_Assignment_
The lines needed are those from the start of the records through the line holding "Target: palm tree", each copied exactly.

_The input_
▬▬▬
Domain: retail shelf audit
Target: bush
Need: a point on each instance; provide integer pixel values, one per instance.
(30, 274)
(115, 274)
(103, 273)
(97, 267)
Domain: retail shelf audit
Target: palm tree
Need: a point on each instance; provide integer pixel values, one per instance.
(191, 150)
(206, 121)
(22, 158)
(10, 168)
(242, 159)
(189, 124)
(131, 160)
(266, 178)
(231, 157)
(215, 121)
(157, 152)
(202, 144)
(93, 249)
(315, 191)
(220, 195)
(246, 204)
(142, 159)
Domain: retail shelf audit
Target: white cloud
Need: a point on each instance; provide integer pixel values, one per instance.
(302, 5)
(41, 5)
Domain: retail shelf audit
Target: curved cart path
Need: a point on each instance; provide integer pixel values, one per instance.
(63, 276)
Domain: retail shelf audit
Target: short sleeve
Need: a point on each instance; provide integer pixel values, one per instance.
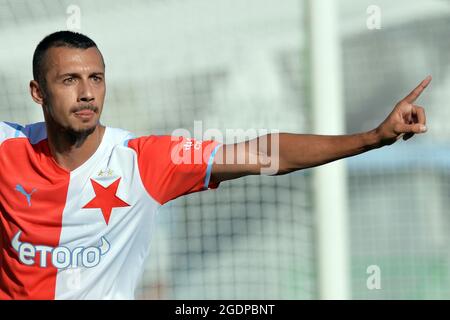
(172, 166)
▬▬▬
_Your response_
Domain: retail shelf audit
Target: bush
Need: a point on each instance; provide integer pixel values, one per instance.
(30, 274)
(115, 274)
(103, 273)
(97, 267)
Domain: retail shelf audit
Target: palm tree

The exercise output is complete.